CHALLENGES:
A) In the post on aggregating large text files, which tool did the writer finally switch to from Hive?
B) Using the post on aggregating large text files, explain why the writer found Scalding better suited than Hive for the task.

#### EXTRACTED TEXT ####

As part of my role, I need to perform aggregates (group by operation) on some medium size raw text file data, in the region of 100s to 200s of Gb, as a one-off exercise.
I have tried using R is performing such aggregates, however, it is slow for a relative small size file. Also, there is memory concern as the biggest data file will not fit in memory.
Therefore I hesitate to carry on with this approach.
I have also tried Mysql. Mysql will perform a sort when doing a group by (or use suitable
index if available), which is a cause of slowness with our data size. Table partitioning helps, but there is limit on how many partitions are allowed on a mysql table.
I was interested in Apache Hadoop Hive initially, as it is SQL-like, can handle big data, and have partition table as a feature. However, by trial and error, I have found that without a partition table, it is already very fast using group by directly. It is perhaps to do with the MapReduce paradigm, and its implicit hashing, which is akin to partitioning. (It will be good if there are some feedback on the above ‘analysis’. )
At the end, I moved on from Hive to Twitter Scalding. If the data is homogeneous and uniform,
Hive will be a good tool to complete the task, ie, put all files in an external tables, use a suitable plugin called Serde, and just run a group by SQL.
However, the data files I am working on are not exactly of the same format. To perform it in Hive will require customization with extensions written in Java. On the other hand, Scalding is a library for Scala by Twitter, a general programming language, and I feel is more suited for this task.

#### GIVEN DATA ####

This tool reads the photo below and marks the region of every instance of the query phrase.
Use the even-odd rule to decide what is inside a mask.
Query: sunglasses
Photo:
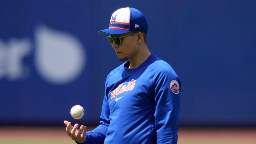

####

ANSWERS FOR THIS EXERCISE:
A) Twitter Scalding.

B) The writer's data files are not all in the same format, so doing the job in Hive would require custom extensions written in Java. Scalding is a Scala library from Twitter, and Scala is a general programming language, which the writer feels suits this task better.